> _EXTRACTED TEXT_
Now at the head of the pack among 2020 Democratic presidential contenders, Senator Elizabeth Warren has been furiously rolling out policy proposals over the past week.

(CN) - Now at the head of the pack among 2020 Democratic presidential contenders, Senator Elizabeth Warren has been furiously rolling out policy proposals over the past week.

On Wednesday, she released a new plan for climate justice. While it’s been a major point of discussion among activists and United Nations diplomats in recent months, the topic of climate change has barely been broached in televised debates between the candidates fighting for the Democratic nomination.

“We didn’t get here by accident,” Warren’s announcement states. “Our crisis of environmental injustice is the result of decades of discrimination and environmental racism compounding in communities that have been overlooked for too long. It is the result of multiple choices that put corporate profits before people, while our government looked the other way. It is unacceptable, and it must change.”

Warren in the past has expressed support for a carbon tax, though Wednesday’s plan didn’t mention it.

Instead she repeated the by-now familiar axiom that the communities that do the least to cause harmful climate change are the first to feel its impacts. Warren promised to invite community leaders to the White House within her first 100 days in office for a climate-justice summit. 

Warren, as well as all the other senators running for president, co-signed the ambitious Green New Deal plan introduced in the House of Representatives earlier this year. 

She notes that President Franklin Roosevelt’s New Deal contained elements of structural racism and assured voters that would not be the case this time.

The new plan would support better mapping services to identify vulnerable communities and adjust permitting accordingly under the Clean Air and Clean Water Acts. It would also direct a total of $1 trillion over the next decade, or one-third of available funds, to those communities.

Warren also takes a broad look, saying she would build wealth in “frontline communities” with her housing plan and expanded health care, including Medicare for All. 

Noting that the climate crisis creates a unique opportunity for American jobs in manufacturing and clean energy, Warren promised her full support and wage and benefit parity to fossil fuel workers who transition into a new industry.

She would also defend pensions, secure retirement and benefits for those workers, and reinstate work safety rules for Trump administration has axed.

“This can be a great moment of national unity, of common purpose, of lives transformed for the better. But we cannot succeed in fighting climate change unless the people who have the skills to get the job done are in the room as full partners,” she wrote.

> _TASKS TO COMPLETE_
A) In the article on Warren's climate-justice plan, copy the passage that starts at the words "Warren, as well" and ends after "Medicare for All.", swapping in "neighborhoods" wherever "communities" appears.
B) Translate this sentence from the article on Warren's climate-justice plan into Spanish: "Warren in the past has expressed support for a carbon tax, though Wednesday’s plan didn’t mention it."

> _DATA EXTRACT_
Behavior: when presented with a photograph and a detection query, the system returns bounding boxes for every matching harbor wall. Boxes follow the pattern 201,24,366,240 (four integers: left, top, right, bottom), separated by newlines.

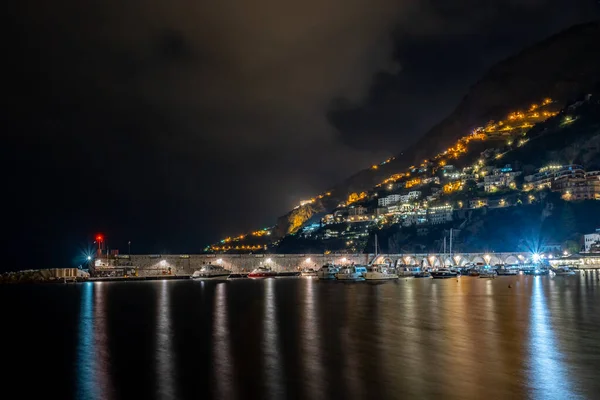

113,253,531,276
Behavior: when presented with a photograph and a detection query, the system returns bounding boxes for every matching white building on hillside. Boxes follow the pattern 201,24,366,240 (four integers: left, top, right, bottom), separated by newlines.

> _ANSWERS TO THE TASKS_
A)
Warren, as well as all the other senators running for president, co-signed the ambitious Green New Deal plan introduced in the House of Representatives earlier this year. 

She notes that President Franklin Roosevelt’s New Deal contained elements of structural racism and assured voters that would not be the case this time.

The new plan would support better mapping services to identify vulnerable neighborhoods and adjust permitting accordingly under the Clean Air and Clean Water Acts. It would also direct a total of $1 trillion over the next decade, or one-third of available funds, to those neighborhoods.

Warren also takes a broad look, saying she would build wealth in “frontline neighborhoods” with her housing plan and expanded health care, including Medicare for All.

B) En el pasado, Warren ha expresado su apoyo a un impuesto al carbono, aunque el plan del miércoles no lo mencionó.